Exercise input:
□ □ □ □

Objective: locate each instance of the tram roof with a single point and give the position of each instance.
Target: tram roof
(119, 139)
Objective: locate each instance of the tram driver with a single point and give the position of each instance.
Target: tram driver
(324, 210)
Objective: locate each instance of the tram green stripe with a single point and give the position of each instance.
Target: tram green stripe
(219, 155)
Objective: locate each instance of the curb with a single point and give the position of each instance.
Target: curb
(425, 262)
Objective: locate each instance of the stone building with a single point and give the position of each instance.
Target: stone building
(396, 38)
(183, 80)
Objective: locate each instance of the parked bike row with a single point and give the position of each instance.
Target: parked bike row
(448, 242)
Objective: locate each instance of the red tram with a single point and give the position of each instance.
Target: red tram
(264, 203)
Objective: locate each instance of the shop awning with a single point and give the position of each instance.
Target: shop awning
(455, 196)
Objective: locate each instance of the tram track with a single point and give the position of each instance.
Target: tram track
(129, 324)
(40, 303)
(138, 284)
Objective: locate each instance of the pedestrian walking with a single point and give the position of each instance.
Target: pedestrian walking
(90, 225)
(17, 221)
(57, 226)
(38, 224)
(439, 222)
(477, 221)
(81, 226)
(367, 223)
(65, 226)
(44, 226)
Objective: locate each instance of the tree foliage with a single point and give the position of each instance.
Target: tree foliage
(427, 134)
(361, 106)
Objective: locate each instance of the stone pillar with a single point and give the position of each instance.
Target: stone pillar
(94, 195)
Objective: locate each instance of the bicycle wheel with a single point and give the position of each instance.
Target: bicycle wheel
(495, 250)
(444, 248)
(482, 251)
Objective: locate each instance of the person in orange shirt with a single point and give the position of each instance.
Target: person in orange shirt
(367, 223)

□ □ □ □

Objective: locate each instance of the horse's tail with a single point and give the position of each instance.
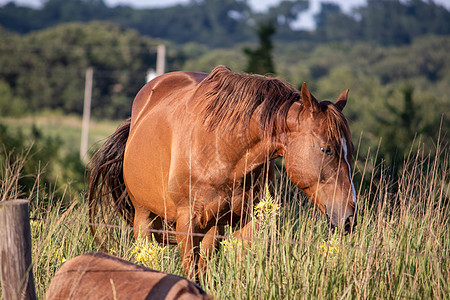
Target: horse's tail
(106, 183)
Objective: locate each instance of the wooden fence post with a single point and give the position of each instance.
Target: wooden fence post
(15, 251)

□ □ □ □

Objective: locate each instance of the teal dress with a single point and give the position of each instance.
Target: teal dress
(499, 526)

□ □ □ □

Exercise aim: Look above for the line with "Objective: locate each instance of the tree" and the line with "Objective: locate each instance of the stone pillar". Retype those two lines and every line between them exactly, adding nothing.

Solution to the problem:
Objective: locate each instance of the tree foliage with a single point and give the position of each instance.
Target: tree foliage
(427, 134)
(361, 106)
Objective: locate each instance of the stone pillar with a single point and give the position of each instance.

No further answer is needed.